=== Given request ===
The data must be returned in full and exactly as given.

(Object position labeling entries)
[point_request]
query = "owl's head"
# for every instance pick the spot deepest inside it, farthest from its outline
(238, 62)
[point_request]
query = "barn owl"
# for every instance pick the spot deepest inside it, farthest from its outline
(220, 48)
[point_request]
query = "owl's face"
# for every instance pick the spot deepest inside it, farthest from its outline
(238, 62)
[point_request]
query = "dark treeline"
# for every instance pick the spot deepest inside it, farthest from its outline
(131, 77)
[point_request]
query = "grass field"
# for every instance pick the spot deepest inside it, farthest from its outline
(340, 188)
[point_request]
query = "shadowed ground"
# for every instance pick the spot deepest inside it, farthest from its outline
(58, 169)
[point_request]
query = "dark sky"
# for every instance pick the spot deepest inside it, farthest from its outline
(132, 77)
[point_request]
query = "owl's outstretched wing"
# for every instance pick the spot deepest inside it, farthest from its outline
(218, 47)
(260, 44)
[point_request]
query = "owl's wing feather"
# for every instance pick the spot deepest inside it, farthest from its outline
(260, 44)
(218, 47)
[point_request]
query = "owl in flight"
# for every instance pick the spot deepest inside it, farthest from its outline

=== Finished answer ===
[point_request]
query = "owl's head"
# for every instance pick the spot deepest inside it, farthest from its outline
(238, 62)
[point_request]
query = "barn owl"
# for every instance pick the spot deepest inside it, farthest from its outline
(220, 48)
[point_request]
query = "owl's face"
# for every instance pick the spot deepest inside it, farthest from its outline
(238, 62)
[point_request]
query = "dark treeline"
# for every instance pick the spot deepest inside it, farthest from its outline
(131, 77)
[point_request]
query = "grass field"
# for every instance pick the spot deepest inside it, farthest from its outline
(340, 188)
[point_request]
query = "shadowed ground"
# for every instance pick the spot deepest inside it, farthest from its outline
(58, 169)
[point_request]
query = "dark sky"
# for every instance pick the spot deepest inside it, farthest from its outline
(132, 77)
[point_request]
query = "owl's outstretched wing"
# for every instance pick the spot deepest inside it, farthest from its outline
(218, 47)
(260, 44)
[point_request]
query = "owl's wing feather"
# for every instance pick the spot deepest inside it, farthest from its outline
(260, 44)
(218, 47)
[point_request]
query = "owl in flight"
# for every instance pick the spot deepest inside it, farthest from its outline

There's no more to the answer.